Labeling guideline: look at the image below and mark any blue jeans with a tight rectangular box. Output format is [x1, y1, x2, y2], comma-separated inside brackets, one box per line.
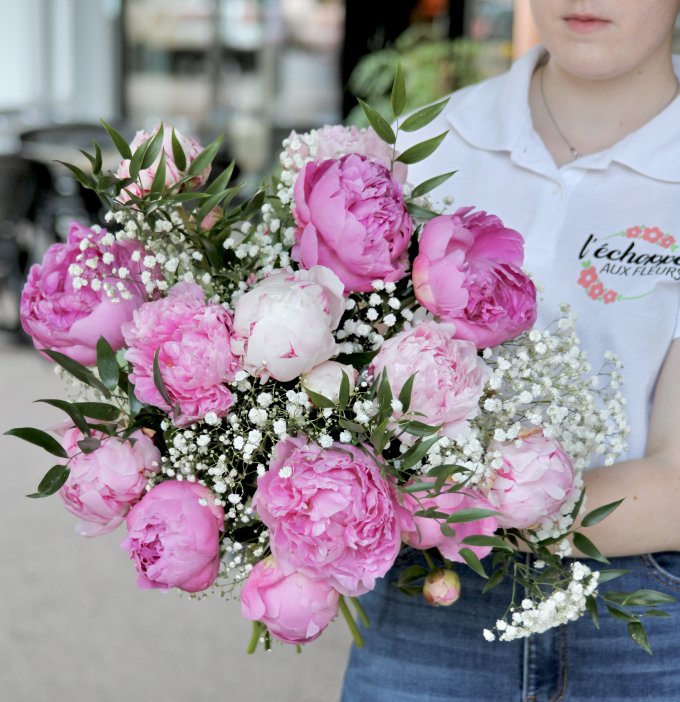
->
[342, 552, 680, 702]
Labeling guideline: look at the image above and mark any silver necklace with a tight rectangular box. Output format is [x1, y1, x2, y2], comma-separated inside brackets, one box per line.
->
[538, 64, 581, 161]
[538, 64, 680, 161]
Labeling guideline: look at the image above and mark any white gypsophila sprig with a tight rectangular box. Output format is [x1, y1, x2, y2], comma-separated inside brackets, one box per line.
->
[483, 561, 600, 641]
[472, 306, 628, 540]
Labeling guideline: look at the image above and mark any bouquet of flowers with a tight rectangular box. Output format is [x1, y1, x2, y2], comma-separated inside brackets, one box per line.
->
[8, 71, 665, 650]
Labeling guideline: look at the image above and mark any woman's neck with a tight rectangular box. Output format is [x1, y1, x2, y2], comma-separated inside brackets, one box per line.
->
[529, 50, 679, 166]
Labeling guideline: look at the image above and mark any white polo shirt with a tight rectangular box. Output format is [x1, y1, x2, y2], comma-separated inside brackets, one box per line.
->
[398, 47, 680, 458]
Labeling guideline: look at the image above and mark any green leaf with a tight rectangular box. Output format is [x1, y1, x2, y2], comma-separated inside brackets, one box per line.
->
[338, 371, 350, 409]
[73, 402, 121, 422]
[411, 171, 458, 197]
[338, 418, 366, 434]
[399, 371, 418, 413]
[406, 202, 439, 222]
[5, 427, 68, 458]
[36, 400, 92, 436]
[397, 132, 448, 165]
[369, 419, 389, 454]
[172, 127, 187, 171]
[458, 548, 489, 580]
[205, 161, 236, 195]
[97, 336, 120, 390]
[620, 589, 675, 607]
[399, 98, 449, 132]
[378, 369, 392, 418]
[142, 122, 165, 170]
[130, 139, 149, 182]
[153, 348, 172, 408]
[462, 534, 513, 552]
[92, 139, 104, 175]
[586, 595, 600, 629]
[628, 622, 652, 656]
[401, 482, 432, 495]
[78, 149, 96, 173]
[187, 137, 222, 176]
[77, 436, 102, 453]
[605, 602, 640, 624]
[439, 522, 456, 539]
[446, 507, 499, 524]
[26, 465, 71, 498]
[196, 190, 227, 224]
[57, 161, 95, 190]
[391, 63, 406, 117]
[482, 570, 505, 593]
[128, 379, 142, 416]
[100, 119, 132, 159]
[40, 349, 111, 398]
[400, 421, 441, 436]
[401, 436, 439, 470]
[304, 388, 335, 409]
[151, 151, 167, 195]
[581, 499, 623, 527]
[573, 532, 609, 563]
[357, 98, 397, 144]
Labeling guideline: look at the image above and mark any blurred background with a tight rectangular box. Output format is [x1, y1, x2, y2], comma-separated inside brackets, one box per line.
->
[0, 0, 680, 702]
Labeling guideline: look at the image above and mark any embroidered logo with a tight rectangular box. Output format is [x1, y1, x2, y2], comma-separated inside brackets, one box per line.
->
[577, 225, 680, 305]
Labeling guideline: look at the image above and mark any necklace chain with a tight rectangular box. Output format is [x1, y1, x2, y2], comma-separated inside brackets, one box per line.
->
[538, 64, 680, 161]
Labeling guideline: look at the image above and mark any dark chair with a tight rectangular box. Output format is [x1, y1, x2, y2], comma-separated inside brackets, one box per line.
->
[0, 155, 54, 331]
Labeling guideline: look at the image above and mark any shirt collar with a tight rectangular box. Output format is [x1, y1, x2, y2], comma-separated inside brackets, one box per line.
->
[446, 46, 680, 183]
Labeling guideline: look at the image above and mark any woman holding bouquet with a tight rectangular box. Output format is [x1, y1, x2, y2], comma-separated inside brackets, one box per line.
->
[343, 0, 680, 702]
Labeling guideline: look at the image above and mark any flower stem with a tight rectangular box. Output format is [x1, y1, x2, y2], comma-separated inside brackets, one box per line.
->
[350, 597, 371, 629]
[423, 551, 437, 570]
[247, 622, 263, 653]
[338, 595, 364, 648]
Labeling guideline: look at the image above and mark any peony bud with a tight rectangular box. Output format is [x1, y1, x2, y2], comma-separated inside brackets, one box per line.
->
[301, 361, 357, 403]
[423, 568, 460, 607]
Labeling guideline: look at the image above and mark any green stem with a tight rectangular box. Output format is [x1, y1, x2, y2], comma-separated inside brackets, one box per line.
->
[338, 595, 364, 648]
[350, 597, 371, 629]
[247, 622, 263, 653]
[423, 551, 437, 570]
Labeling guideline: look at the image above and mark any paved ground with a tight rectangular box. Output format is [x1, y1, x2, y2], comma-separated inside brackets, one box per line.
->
[0, 337, 349, 702]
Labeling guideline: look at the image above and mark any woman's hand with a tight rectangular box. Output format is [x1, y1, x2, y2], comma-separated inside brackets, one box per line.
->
[572, 339, 680, 556]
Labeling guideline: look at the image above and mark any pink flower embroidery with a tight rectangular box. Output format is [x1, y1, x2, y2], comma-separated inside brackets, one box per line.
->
[588, 281, 604, 300]
[642, 227, 663, 244]
[578, 266, 597, 288]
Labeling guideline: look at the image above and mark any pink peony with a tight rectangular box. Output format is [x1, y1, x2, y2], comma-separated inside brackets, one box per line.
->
[121, 480, 224, 592]
[59, 427, 161, 536]
[123, 283, 239, 426]
[241, 556, 339, 644]
[413, 207, 536, 348]
[402, 485, 498, 563]
[371, 321, 489, 441]
[21, 223, 157, 366]
[423, 568, 460, 607]
[116, 127, 210, 202]
[292, 154, 413, 291]
[280, 124, 408, 183]
[300, 361, 358, 402]
[253, 436, 402, 596]
[232, 266, 345, 382]
[488, 430, 577, 529]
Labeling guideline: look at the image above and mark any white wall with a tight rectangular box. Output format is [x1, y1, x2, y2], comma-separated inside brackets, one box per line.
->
[0, 0, 43, 110]
[0, 0, 120, 120]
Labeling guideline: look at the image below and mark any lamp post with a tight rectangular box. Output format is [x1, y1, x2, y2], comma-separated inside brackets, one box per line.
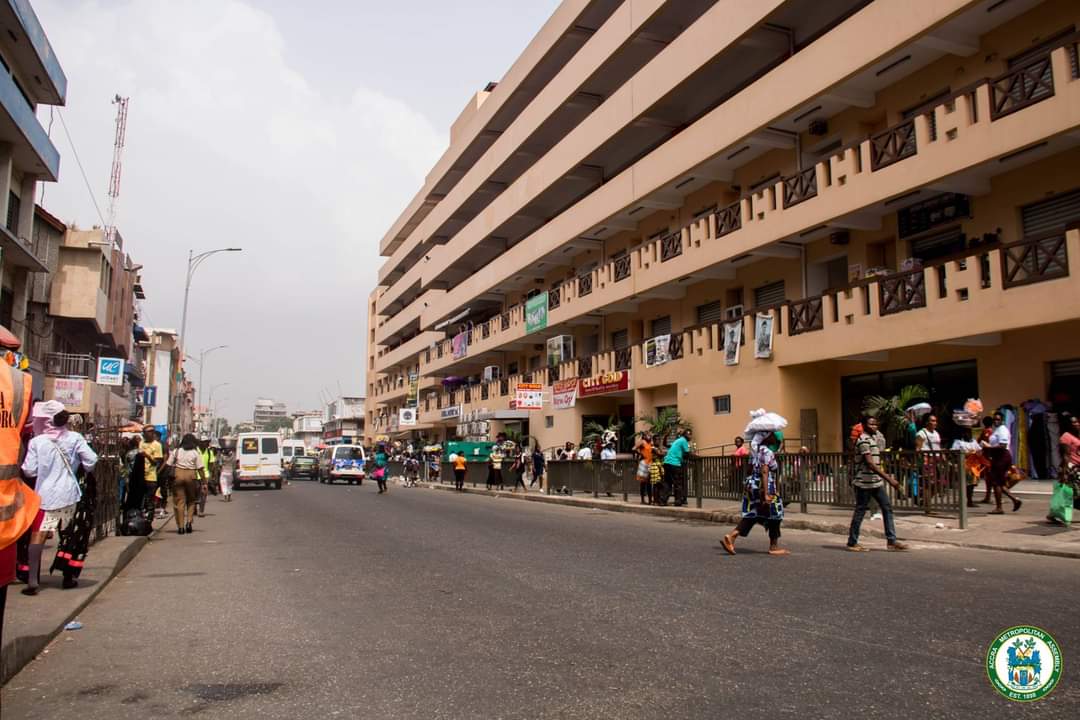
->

————————

■ **DIRECTIONS**:
Copy the lines above from the one holding "any woman holding" through the one holding "[0, 337, 349, 702]", inclusive, with the labeling guidelines left as they are, and shift every bounding-box coordinate in the answers up by 83.

■ **RESPONSE**:
Labeling guideline: look at the image above and mark any woman holding bouquet with a tight rectangular box. Output format is [x1, y1, x2, y2], comma-separated inside brackets, one box per line.
->
[426, 83, 763, 785]
Labeling guideline: look at the image above and mark any flower stem with a tight rectangular box. Output format is [x1, y1, x2, y2], comma-separated inside brackets, one box per line.
->
[433, 680, 454, 712]
[506, 634, 520, 653]
[330, 705, 346, 736]
[421, 678, 447, 731]
Labeling guideline: look at the image above and mark any peony bud with a tight rectangular box. Output format is [x1, y1, x2, y2], comma-separated inside brackets, one box per line.
->
[384, 444, 440, 486]
[506, 651, 543, 690]
Labeling guideline: look at the image above and mark any green stem with a tight rectangular box. Output format is [x1, y1, x2, y2], comma-separated inside brackets, one box per line.
->
[421, 678, 447, 731]
[433, 680, 454, 712]
[330, 705, 346, 736]
[506, 634, 520, 653]
Labeling guideline: look at the image above and mark any paved ground with a tight rectangular box. Output format is [x1, y1, x2, y2], comma-separated inside brackets, one box per line.
->
[83, 420, 432, 785]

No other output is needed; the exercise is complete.